*Selected text*.
Why are internal links important for product listing pages (PLP) on e-commerce websites? How can we help users and Google more effectively find category pages? Can we automate the creation of internal links? What’s the value for SEO?
In this blog post we will focus on automating the creation of internal links for e-commerce category pages. We will create the so-called related search widget for an e-commerce website, a navigational element designed to recommend similar categories, to improve internal links and to boost rankings.
We structure content on websites to let people find what they want. There is always beauty in understanding how things are organized on an e-commerce website. In SEO, when we are involved with user experience, our ultimate goal is to find the truth (the essence of any webpage) and to render the intent. Peter Morville will say that, when organizing content, we create environments for understanding.
Here is the outline for this article. If you prefer to jump right into code here is the Colab.
- SEO advantages of related search links
- How a related search widget should look like
- Creating internal links on scale for an e-commerce website
- Accessing the sitemap using Advertools
- Extract textual elements from each page
- Extract queries from GSC (optional)

*Set exercise 1*.
In the article on internal links for e-commerce category pages, what is the related search widget designed to do?
*Set exercise 2*.
Resume the article on internal links for e-commerce category pages, picking up right after its final line.

*Extracted entries*.
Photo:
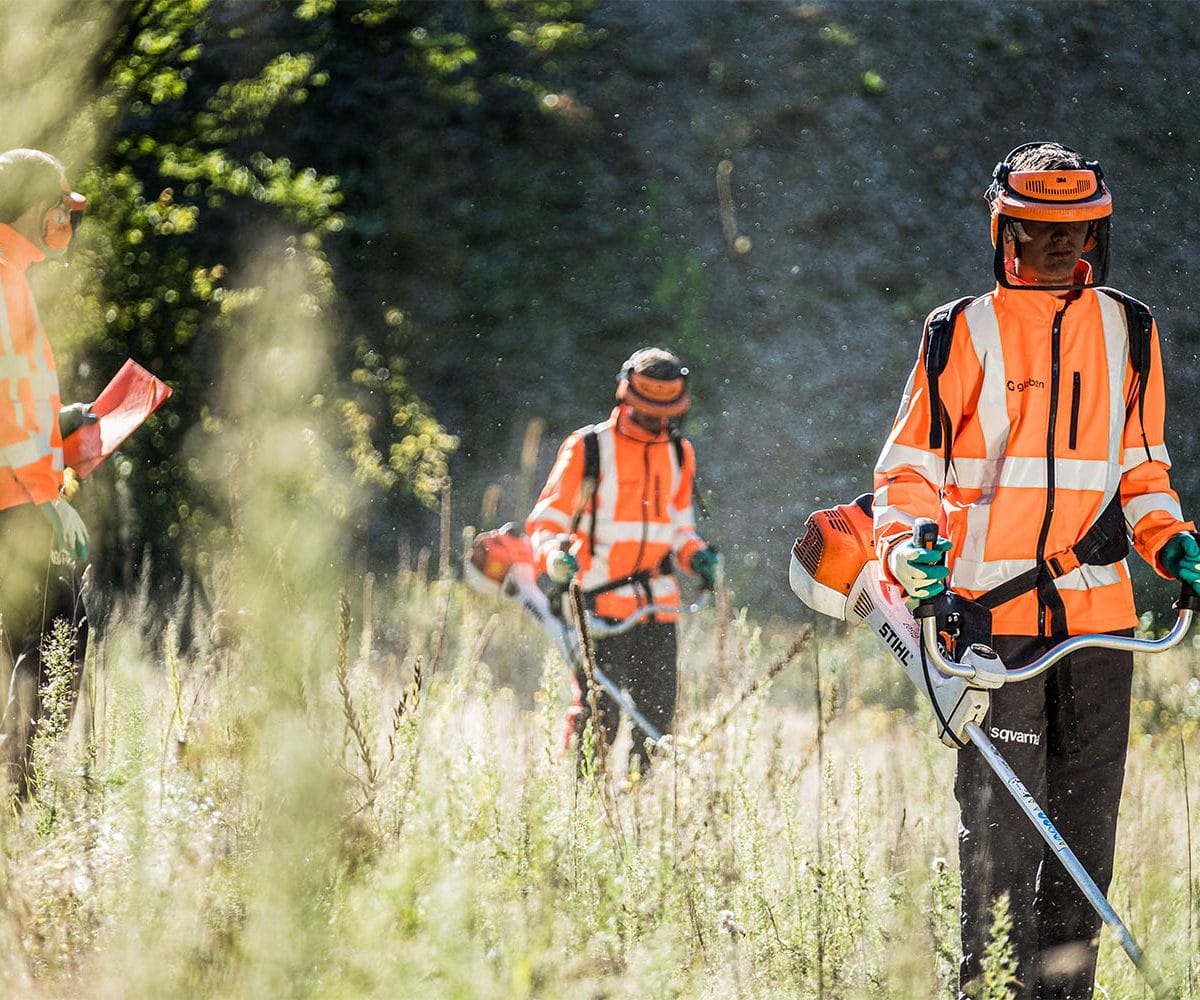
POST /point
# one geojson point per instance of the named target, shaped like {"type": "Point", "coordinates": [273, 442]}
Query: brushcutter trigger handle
{"type": "Point", "coordinates": [924, 533]}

*Final answer 1*.
It is designed to recommend similar categories, improve internal links, and boost rankings.

*Final answer 2*.
- Computing semantic similarity
- Preparing the output file
- Scaling the workflow – a better AI lifecycle using NOW
- Conclusions and future work
- Additional Questions
We will create recommended links using a small set of commands in Python and a minimal amount of deep learning. Before anything else, let’s review two essential aspects:
- Categorization is a selective process. We emphasize one aspect and silence many others. When it works, it conveys meaning and helps others find what they need.
- In a connected graph of web pages, a page’s closeness centrality represents its ability to be central within its network. The more relevant we are, the easier it gets to reduce the number of clicks a user needs to find what he/she needs.
In layman’s terms, we need a function, a simple system that, when we input an X (let’s say the title of a category), will give as a Y (the set of the top 4 or 5 related categories).
E-Commerce category pages tend to have breadcrumbs and hierarchical links (with the entire list of categories and subcategories). Instead, we want to add a navigational element that can traverse the hierarchical tree in a meaningful way.
SEO Advantages Of Related Search Links
Links on category pages are usually limited to breadcrumbs trail and taxonomy-based filters (the characteristics of the set of products). Recommending links brings the following SEO benefits:
- Skipping ahead. Related links help users traverse the navigational tree of categories and jump where they need to be. They are horizontal and meant to reduce the click-depth.
- Improving rankings. Internal links have a tremendous value in helping search engines understand how categories are organized.
- Distributing pagerank. We want to distribute link equity and ensure that the crawler sees our most relevant pages with the least effort.
- Optimizing the anchor text. We can improve the ranking of a specific query by using it as the clickable text that a user will see.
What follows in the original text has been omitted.